Records from a collection:
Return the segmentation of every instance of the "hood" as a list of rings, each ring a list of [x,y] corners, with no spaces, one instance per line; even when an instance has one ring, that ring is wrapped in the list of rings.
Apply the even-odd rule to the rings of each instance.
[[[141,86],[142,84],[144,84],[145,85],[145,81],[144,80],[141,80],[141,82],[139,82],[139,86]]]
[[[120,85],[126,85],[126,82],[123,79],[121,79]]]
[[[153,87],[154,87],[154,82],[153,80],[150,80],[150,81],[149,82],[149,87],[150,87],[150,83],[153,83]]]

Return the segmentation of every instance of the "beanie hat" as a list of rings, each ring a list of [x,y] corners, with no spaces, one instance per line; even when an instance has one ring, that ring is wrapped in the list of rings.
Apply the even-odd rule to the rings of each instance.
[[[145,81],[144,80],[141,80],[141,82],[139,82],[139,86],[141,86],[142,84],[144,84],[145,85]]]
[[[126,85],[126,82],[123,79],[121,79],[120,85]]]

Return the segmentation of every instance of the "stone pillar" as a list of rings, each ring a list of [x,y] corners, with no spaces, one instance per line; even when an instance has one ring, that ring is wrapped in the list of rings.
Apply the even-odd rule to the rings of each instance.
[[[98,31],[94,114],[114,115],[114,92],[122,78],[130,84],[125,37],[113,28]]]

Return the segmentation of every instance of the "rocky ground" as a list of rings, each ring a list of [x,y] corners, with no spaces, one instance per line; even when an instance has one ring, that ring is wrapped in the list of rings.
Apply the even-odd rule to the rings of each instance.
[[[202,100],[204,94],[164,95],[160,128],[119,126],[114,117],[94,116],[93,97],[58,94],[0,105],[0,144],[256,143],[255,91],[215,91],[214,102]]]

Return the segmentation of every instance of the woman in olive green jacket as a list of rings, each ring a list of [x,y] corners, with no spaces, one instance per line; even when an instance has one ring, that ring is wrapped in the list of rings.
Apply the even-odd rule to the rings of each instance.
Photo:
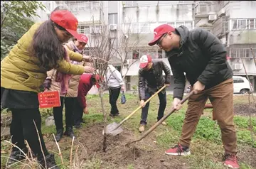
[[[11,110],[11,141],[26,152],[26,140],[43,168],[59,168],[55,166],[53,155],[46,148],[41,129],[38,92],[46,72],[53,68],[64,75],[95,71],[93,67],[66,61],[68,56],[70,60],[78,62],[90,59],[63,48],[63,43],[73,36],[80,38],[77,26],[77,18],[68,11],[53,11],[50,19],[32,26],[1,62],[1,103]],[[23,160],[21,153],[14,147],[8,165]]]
---
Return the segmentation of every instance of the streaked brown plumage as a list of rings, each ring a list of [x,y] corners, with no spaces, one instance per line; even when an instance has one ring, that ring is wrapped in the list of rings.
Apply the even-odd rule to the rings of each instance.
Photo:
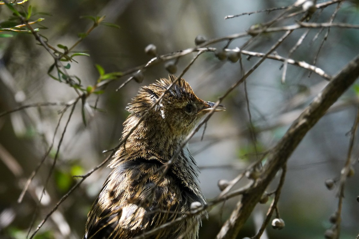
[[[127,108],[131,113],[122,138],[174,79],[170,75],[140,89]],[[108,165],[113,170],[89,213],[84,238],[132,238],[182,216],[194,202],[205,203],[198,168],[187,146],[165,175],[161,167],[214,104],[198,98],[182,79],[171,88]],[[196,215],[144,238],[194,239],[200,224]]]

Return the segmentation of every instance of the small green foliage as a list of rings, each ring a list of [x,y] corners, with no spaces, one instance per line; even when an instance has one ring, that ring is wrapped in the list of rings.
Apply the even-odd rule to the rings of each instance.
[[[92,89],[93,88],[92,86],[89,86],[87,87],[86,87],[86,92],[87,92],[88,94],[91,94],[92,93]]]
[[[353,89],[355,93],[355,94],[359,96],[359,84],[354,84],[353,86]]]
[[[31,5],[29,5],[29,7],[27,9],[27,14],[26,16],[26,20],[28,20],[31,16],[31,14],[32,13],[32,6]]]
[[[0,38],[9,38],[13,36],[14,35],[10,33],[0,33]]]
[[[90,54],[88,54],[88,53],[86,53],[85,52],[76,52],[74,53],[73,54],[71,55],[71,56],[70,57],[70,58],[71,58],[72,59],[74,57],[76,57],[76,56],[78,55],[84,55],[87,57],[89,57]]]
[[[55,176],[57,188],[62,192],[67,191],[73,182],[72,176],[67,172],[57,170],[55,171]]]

# [Given exercise]
Rewrite as a numbered list the lines beginning with the one that contains "Return the segmentation of every instance of the small" and ending with the one that contains "[[[0,38],[9,38],[13,36],[14,35],[10,33],[0,33]]]", both included. Skip any blank lines.

# [Task answer]
1. Return the segmentation of every instance of the small green foliage as a list of rings, each ring a list of [x,y] corners, with no spaces, one instance per line; even when an instance has one ring, that ring is wrapped in the list of rings.
2. Apply the even-odd rule to the rings of each instance.
3. [[[92,89],[93,88],[92,86],[89,86],[87,87],[86,87],[86,92],[87,92],[88,94],[91,94],[92,93]]]
4. [[[353,89],[355,93],[355,94],[359,96],[359,84],[354,84],[353,86]]]
5. [[[31,5],[29,5],[29,7],[27,9],[27,14],[26,16],[26,20],[28,20],[31,16],[31,14],[32,13],[32,6]]]
6. [[[0,38],[9,38],[13,36],[14,35],[10,33],[0,33]]]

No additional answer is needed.